■ **Texto extraído**
Tan profunda la conexión, tan vacía la imagen

En un mundo desbordado por las emociones que se producen en cada click, en cada nano segundo, en cada vez que haces un match en Tinder; en cada sesión de reels de Instagram o shorts de Tiktok. La vida pasa a toda velocidad frente a los ojos.

Revisas el reloj y son las 11 de la mañana. Sigues en pijama sintiéndote agotado por la maratón de Netflix de anoche que es todo lo que se necesita para pasar un domingo en casa. El tiempo frente a una pantalla es infinito. Te sientas al pie de la cama, con la cabeza inclinada y tu espalda formando un signo de interrogación. Agachada, sometida a tu teléfono y a todas las emociones rápidas que genera. El tiempo pasa volando, sin embargo, no te has movido por horas.

■ **Por hacer**
Transcribe palabra por palabra el pasaje del texto sobre la vida frente a las pantallas que empieza con las palabras que contienen "En un mundo" y termina con "a los ojos.".

■ **Información proporcionada**
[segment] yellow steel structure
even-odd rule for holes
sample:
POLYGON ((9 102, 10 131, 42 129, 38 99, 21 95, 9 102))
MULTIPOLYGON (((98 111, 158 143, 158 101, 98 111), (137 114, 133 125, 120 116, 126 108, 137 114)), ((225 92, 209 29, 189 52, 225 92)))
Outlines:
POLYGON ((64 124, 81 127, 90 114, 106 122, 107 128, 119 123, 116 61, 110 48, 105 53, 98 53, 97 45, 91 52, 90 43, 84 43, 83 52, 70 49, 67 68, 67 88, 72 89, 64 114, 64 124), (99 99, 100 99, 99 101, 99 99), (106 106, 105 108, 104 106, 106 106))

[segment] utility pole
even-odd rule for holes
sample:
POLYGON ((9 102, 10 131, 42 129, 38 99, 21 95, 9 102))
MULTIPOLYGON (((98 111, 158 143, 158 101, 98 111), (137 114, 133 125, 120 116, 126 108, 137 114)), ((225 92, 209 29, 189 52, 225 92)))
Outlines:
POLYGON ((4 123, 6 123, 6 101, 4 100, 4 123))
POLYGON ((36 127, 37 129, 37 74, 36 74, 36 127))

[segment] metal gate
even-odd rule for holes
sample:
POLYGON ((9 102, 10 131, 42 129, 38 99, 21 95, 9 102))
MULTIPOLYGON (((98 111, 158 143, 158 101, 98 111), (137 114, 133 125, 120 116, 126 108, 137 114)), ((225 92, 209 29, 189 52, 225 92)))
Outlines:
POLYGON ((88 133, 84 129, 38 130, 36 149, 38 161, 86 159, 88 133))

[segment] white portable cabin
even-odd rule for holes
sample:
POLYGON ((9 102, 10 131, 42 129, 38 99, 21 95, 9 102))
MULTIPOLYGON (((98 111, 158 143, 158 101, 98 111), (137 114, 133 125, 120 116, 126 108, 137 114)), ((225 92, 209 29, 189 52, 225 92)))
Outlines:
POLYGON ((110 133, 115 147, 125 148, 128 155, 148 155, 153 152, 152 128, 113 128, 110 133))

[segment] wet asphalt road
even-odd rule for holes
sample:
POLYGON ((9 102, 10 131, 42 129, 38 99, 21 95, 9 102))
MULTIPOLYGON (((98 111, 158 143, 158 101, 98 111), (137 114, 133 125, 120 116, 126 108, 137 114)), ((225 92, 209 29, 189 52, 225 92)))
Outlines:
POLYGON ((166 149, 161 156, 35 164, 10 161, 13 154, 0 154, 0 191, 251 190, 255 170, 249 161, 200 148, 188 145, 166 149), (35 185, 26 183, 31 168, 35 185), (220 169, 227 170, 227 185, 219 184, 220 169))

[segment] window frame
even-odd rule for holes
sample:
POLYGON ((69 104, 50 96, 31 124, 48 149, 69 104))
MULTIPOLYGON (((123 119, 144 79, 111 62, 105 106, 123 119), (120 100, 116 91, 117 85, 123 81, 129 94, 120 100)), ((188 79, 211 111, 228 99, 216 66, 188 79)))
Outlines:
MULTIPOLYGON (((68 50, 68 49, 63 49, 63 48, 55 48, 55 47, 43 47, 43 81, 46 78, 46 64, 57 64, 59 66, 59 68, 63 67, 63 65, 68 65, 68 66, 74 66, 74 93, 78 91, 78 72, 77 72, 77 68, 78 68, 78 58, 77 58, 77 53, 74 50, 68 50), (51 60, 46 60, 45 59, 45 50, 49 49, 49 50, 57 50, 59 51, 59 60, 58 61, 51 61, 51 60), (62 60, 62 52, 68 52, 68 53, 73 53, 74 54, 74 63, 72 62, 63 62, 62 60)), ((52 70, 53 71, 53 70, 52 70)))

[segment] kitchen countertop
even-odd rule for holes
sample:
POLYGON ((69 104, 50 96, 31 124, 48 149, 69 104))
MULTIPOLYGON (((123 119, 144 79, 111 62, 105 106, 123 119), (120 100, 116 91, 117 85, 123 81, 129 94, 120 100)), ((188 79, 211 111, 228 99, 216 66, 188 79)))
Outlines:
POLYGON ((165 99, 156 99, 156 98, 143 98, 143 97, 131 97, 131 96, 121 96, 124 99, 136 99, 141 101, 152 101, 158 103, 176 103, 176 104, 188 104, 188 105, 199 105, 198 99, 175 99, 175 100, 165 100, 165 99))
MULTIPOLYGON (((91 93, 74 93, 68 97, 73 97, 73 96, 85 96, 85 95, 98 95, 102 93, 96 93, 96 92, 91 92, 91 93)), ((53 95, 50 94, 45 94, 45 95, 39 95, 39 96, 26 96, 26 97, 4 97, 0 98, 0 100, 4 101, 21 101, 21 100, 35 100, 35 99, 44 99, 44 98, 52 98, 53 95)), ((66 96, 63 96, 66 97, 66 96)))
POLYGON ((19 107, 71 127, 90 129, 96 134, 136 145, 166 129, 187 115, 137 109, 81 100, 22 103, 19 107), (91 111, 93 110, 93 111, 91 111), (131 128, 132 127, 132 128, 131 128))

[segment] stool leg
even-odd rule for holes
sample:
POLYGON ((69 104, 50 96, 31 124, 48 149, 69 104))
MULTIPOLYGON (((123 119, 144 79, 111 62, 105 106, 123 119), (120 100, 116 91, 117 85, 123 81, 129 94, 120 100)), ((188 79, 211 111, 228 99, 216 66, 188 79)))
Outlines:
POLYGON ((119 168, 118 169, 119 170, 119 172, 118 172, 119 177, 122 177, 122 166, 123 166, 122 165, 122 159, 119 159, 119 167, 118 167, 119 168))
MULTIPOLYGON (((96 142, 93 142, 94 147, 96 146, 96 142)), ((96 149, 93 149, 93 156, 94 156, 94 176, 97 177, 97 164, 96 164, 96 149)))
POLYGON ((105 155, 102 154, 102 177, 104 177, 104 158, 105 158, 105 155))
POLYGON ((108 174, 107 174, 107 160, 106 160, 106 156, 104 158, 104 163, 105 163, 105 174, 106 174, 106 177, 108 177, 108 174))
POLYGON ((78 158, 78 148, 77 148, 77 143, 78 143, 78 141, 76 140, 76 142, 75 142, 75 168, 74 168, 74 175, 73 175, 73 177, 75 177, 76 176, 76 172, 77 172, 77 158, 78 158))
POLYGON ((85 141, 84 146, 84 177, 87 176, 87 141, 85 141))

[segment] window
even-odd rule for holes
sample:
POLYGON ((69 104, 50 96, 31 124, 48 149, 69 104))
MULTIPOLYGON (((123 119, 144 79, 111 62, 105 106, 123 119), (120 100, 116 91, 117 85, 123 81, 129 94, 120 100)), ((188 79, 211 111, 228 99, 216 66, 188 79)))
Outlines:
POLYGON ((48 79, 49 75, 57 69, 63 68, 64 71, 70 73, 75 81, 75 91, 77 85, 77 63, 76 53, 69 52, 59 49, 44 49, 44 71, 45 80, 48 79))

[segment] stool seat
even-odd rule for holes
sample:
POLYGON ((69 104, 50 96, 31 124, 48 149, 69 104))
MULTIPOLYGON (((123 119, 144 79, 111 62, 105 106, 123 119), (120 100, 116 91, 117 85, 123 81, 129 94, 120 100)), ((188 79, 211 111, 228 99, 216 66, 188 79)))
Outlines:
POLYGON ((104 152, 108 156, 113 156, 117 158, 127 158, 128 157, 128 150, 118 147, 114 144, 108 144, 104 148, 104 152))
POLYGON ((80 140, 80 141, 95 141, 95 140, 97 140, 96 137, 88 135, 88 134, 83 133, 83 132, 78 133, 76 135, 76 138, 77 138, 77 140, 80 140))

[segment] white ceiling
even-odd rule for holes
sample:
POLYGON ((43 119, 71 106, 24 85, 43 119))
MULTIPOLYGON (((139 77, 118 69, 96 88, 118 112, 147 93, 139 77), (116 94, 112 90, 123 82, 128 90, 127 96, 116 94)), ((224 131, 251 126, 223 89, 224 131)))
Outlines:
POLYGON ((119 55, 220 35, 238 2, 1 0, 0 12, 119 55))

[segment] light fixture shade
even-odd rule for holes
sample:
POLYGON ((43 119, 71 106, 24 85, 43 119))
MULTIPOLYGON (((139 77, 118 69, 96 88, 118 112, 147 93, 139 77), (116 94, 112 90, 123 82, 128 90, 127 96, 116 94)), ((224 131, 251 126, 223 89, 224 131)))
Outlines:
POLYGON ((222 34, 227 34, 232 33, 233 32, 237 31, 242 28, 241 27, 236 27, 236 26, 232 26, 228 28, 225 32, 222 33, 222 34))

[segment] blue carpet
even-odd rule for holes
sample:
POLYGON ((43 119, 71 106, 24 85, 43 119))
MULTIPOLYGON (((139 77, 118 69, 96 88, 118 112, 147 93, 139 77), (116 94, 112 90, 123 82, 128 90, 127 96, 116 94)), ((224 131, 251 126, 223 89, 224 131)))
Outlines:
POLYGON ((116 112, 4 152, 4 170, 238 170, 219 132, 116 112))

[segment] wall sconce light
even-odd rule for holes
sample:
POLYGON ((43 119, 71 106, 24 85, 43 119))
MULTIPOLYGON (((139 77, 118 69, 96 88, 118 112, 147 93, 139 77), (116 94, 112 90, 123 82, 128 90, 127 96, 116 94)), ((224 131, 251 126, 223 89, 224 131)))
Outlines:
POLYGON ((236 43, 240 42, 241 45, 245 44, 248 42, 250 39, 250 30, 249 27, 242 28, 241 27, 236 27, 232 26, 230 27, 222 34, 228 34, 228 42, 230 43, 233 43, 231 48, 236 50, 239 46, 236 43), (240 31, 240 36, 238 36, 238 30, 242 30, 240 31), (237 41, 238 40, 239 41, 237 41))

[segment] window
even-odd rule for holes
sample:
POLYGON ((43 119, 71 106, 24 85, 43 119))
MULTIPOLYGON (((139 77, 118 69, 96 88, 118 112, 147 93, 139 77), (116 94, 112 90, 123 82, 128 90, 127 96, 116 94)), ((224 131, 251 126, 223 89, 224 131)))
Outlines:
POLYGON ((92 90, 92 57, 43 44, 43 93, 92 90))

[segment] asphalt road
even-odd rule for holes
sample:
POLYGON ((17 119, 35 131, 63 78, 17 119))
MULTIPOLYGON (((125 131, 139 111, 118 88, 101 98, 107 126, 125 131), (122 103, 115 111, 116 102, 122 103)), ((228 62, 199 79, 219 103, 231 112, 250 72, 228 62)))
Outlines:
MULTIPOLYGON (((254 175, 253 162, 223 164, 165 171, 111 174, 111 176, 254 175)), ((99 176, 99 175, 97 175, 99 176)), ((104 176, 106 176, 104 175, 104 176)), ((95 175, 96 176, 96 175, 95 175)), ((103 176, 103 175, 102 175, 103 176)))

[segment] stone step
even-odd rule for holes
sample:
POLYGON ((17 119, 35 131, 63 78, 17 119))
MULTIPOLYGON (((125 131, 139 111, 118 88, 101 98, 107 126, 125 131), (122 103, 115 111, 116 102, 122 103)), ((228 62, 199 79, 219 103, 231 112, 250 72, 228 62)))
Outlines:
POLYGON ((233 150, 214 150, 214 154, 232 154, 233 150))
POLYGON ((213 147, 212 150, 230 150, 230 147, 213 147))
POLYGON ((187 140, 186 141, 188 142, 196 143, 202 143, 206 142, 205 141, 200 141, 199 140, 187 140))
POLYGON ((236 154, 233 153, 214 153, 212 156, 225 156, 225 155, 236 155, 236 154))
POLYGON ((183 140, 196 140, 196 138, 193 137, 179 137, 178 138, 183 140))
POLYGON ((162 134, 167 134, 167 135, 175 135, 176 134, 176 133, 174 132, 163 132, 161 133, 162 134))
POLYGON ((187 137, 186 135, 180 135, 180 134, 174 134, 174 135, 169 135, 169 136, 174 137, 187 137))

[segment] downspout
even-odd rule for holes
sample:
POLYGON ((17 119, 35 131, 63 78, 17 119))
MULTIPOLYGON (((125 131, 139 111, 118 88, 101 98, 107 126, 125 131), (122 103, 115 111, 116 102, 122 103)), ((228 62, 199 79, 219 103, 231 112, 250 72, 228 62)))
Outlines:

■ **Respuesta del ejercicio**
En un mundo desbordado por las emociones que se producen en cada click, en cada nano segundo, en cada vez que haces un match en Tinder; en cada sesión de reels de Instagram o shorts de Tiktok. La vida pasa a toda velocidad frente a los ojos.